* [Task goal]
Switch every "Please indicate" to "Please mark" in the material below, and give all of its lines back with nothing else changed.

* [Given entries]
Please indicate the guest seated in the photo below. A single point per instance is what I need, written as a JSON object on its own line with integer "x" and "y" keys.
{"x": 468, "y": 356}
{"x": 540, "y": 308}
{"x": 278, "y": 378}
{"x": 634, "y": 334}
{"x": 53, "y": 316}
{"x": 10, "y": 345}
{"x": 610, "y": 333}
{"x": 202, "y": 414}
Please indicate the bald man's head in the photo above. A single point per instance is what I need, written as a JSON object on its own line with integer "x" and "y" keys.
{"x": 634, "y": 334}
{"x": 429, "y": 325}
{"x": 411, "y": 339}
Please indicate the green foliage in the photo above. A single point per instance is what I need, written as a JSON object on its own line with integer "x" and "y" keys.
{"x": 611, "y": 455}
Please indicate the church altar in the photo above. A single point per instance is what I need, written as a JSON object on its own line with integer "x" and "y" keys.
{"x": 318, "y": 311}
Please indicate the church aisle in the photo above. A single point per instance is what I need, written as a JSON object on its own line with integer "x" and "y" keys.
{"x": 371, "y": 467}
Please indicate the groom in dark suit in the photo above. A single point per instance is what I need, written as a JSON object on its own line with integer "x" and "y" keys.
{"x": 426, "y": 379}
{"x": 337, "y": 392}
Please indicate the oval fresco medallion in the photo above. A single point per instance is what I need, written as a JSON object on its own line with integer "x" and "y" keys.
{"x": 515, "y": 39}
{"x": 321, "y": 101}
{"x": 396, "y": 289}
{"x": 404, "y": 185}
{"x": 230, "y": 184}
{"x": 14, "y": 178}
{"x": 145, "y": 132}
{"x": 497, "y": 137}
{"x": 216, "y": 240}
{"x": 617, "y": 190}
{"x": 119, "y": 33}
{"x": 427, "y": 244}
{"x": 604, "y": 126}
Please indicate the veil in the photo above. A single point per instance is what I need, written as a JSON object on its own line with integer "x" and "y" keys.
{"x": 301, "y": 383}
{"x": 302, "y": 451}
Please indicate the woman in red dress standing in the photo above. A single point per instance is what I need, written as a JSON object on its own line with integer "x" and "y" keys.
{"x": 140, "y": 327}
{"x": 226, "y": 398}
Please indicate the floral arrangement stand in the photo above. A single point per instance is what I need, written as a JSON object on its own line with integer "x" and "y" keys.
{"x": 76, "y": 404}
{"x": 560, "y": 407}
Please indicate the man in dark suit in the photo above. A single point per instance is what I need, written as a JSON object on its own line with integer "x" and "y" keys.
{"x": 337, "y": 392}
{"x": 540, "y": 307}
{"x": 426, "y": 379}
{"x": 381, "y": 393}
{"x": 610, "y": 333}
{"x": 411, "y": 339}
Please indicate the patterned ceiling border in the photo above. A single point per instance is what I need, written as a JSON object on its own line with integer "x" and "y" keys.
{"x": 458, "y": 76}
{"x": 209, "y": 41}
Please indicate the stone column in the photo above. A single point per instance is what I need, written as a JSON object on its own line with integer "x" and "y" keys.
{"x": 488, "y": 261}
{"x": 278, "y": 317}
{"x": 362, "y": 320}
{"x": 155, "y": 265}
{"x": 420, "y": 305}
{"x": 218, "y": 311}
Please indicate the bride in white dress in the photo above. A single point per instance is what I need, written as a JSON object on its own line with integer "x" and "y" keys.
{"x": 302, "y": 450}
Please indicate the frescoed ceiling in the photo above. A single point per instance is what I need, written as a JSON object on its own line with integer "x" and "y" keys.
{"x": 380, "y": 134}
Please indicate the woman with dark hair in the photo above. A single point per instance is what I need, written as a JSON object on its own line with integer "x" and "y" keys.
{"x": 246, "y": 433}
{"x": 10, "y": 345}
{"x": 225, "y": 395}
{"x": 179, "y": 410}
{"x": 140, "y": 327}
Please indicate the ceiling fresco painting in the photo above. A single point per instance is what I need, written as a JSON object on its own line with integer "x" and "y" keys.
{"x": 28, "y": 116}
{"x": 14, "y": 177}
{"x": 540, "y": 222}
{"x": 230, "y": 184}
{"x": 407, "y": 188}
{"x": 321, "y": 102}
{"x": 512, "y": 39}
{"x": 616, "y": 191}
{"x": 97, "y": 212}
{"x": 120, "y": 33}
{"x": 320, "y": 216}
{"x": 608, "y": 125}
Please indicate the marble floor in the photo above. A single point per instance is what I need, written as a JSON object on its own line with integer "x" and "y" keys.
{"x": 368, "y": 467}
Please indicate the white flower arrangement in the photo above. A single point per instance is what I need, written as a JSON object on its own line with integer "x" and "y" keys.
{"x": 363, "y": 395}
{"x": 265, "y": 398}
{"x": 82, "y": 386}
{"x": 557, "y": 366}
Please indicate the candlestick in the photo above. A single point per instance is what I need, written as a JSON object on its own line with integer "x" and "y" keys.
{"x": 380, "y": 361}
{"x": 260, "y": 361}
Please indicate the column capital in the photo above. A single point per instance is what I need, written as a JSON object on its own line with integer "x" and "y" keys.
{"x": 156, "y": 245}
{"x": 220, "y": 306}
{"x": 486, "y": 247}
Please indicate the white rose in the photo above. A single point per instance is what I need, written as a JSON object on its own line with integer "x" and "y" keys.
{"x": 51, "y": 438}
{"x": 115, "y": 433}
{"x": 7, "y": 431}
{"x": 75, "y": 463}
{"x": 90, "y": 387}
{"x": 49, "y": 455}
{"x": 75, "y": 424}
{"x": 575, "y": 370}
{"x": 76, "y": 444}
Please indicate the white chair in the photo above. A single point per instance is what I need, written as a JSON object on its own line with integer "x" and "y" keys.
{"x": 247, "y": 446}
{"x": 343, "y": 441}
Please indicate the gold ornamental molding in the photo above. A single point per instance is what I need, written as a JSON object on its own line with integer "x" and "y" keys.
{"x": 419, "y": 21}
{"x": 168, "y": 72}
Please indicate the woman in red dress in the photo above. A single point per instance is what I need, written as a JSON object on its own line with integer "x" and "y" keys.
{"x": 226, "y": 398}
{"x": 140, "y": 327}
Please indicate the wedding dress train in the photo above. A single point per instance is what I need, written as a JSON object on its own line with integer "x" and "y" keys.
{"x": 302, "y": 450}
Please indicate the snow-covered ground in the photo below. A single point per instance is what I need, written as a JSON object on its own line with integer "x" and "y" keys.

* [Final answer]
Please mark the guest seated in the photo below. A single point per instance is what I need, written as a JSON object on its own line with integer "x" and "y" keys.
{"x": 468, "y": 356}
{"x": 540, "y": 308}
{"x": 278, "y": 378}
{"x": 634, "y": 334}
{"x": 53, "y": 316}
{"x": 10, "y": 345}
{"x": 610, "y": 333}
{"x": 202, "y": 414}
Please mark the bald man's head in the photo above. A single point per instance is what I need, written as a JSON object on its own line with integer "x" and "y" keys.
{"x": 634, "y": 334}
{"x": 429, "y": 325}
{"x": 411, "y": 339}
Please mark the green foliage in the photo above. A single point per instance is what I need, written as a JSON object on its own line with integer "x" and "y" keys.
{"x": 611, "y": 455}
Please mark the church altar in the photo above. A single point per instance is what I need, written as a JSON object on its own line with integer "x" and "y" keys.
{"x": 318, "y": 311}
Please mark the church aisle in the photo above. A single point per instance is what I need, written as a JSON object on its own line with integer "x" and "y" keys.
{"x": 371, "y": 467}
Please mark the groom in dark suit in the photo above. A single point per instance is what I need, written as a JSON object on its own line with integer "x" and "y" keys.
{"x": 426, "y": 379}
{"x": 337, "y": 392}
Please mark the oval fresco medallion in the photo above. A single point per instance is what I need, written as a JSON object on its own line with integer "x" and "y" keys.
{"x": 515, "y": 39}
{"x": 321, "y": 101}
{"x": 396, "y": 289}
{"x": 404, "y": 185}
{"x": 230, "y": 184}
{"x": 14, "y": 178}
{"x": 145, "y": 132}
{"x": 497, "y": 137}
{"x": 216, "y": 240}
{"x": 617, "y": 190}
{"x": 119, "y": 33}
{"x": 427, "y": 244}
{"x": 604, "y": 126}
Please mark the veil in the photo above. A single point per instance is what I need, written as a JSON object on its own line with integer "x" and "y" keys.
{"x": 301, "y": 383}
{"x": 302, "y": 451}
Please mark the woman in red dress standing in the photo above. A single point per instance is what I need, written as a JSON object on its own line with integer "x" and "y" keys.
{"x": 140, "y": 327}
{"x": 226, "y": 398}
Please mark the floral arrangement stand in the photo above. A single point per instance is what I need, written as a JSON object on its own line with integer "x" and "y" keys.
{"x": 76, "y": 404}
{"x": 560, "y": 407}
Please mark the man in dark suit in the photo above. A single point per instance is what I need, written as a JSON object on its own line with integer "x" and "y" keys.
{"x": 337, "y": 392}
{"x": 540, "y": 307}
{"x": 426, "y": 379}
{"x": 381, "y": 393}
{"x": 610, "y": 333}
{"x": 411, "y": 339}
Please mark the patterned ceiling border in the photo above. A single point per instance is what I need, written as a JSON object on its own line with integer "x" and "y" keys.
{"x": 458, "y": 76}
{"x": 209, "y": 41}
Please mark the stone column in the photo above. A single point per instance is what I need, written as a JSON object on its own line with integer "x" and "y" keys.
{"x": 488, "y": 261}
{"x": 278, "y": 317}
{"x": 362, "y": 320}
{"x": 155, "y": 265}
{"x": 420, "y": 305}
{"x": 218, "y": 311}
Please mark the bride in white dress in the photo above. A single point per instance is what I need, written as a JSON object on its own line with integer "x" and "y" keys.
{"x": 302, "y": 450}
Please mark the frescoed ceiling in the photo above. A single point per instance is what I need, written as a JSON object on its own line with integer "x" and "y" keys.
{"x": 380, "y": 134}
Please mark the woman with dark hair in the photo above. A single point per instance is what I need, written as a JSON object on its own line with integer "x" and "y" keys.
{"x": 246, "y": 433}
{"x": 10, "y": 345}
{"x": 225, "y": 395}
{"x": 179, "y": 410}
{"x": 140, "y": 327}
Please mark the ceiling fresco painting in the photo above. A single point per instance is what I need, written as a JSON object on its own line with integer "x" and "y" keys.
{"x": 28, "y": 116}
{"x": 14, "y": 177}
{"x": 540, "y": 222}
{"x": 230, "y": 184}
{"x": 407, "y": 188}
{"x": 321, "y": 102}
{"x": 512, "y": 39}
{"x": 616, "y": 191}
{"x": 97, "y": 212}
{"x": 120, "y": 33}
{"x": 320, "y": 216}
{"x": 608, "y": 125}
Please mark the marble floor in the photo above. A single point per instance is what I need, written as a JSON object on its own line with integer "x" and "y" keys.
{"x": 368, "y": 467}
Please mark the white flower arrangement in the photo above. A single point per instance is what I need, written as a JSON object on its own line with integer "x" and "y" keys.
{"x": 363, "y": 395}
{"x": 265, "y": 398}
{"x": 82, "y": 386}
{"x": 557, "y": 366}
Please mark the candlestick in the photo above. A single point per instance is what I need, written as a JSON object on its own line with integer "x" and "y" keys.
{"x": 380, "y": 361}
{"x": 260, "y": 361}
Please mark the column capital in the photo above. A single point per instance is what I need, written as a JSON object on its own line with integer "x" and "y" keys.
{"x": 156, "y": 245}
{"x": 220, "y": 306}
{"x": 486, "y": 247}
Please mark the white rose in the photo above. A single point per instance is what I need, written as a JSON object on its own line with integer "x" and "y" keys.
{"x": 51, "y": 438}
{"x": 115, "y": 433}
{"x": 7, "y": 431}
{"x": 75, "y": 463}
{"x": 90, "y": 387}
{"x": 49, "y": 455}
{"x": 75, "y": 424}
{"x": 575, "y": 370}
{"x": 76, "y": 444}
Please mark the white chair in the photo above. A single point per instance is what I need, written as a JSON object on its own line with integer "x" and "y" keys.
{"x": 247, "y": 446}
{"x": 343, "y": 441}
Please mark the gold ornamental molding in the photo above. A single point per instance is what I need, written as a JSON object on its own line with integer "x" and "y" keys.
{"x": 419, "y": 21}
{"x": 168, "y": 72}
Please mark the woman in red dress in the photo above. A single point per instance is what I need, written as a JSON object on its own line with integer "x" and "y" keys.
{"x": 226, "y": 398}
{"x": 140, "y": 327}
Please mark the wedding dress train in the photo above. A single point per instance is what I need, written as a JSON object on its own line with integer "x" and "y" keys.
{"x": 302, "y": 450}
Please mark the snow-covered ground in the photo below. A single point per instance is what I need, written as a JSON object on its own line with integer "x" and "y" keys.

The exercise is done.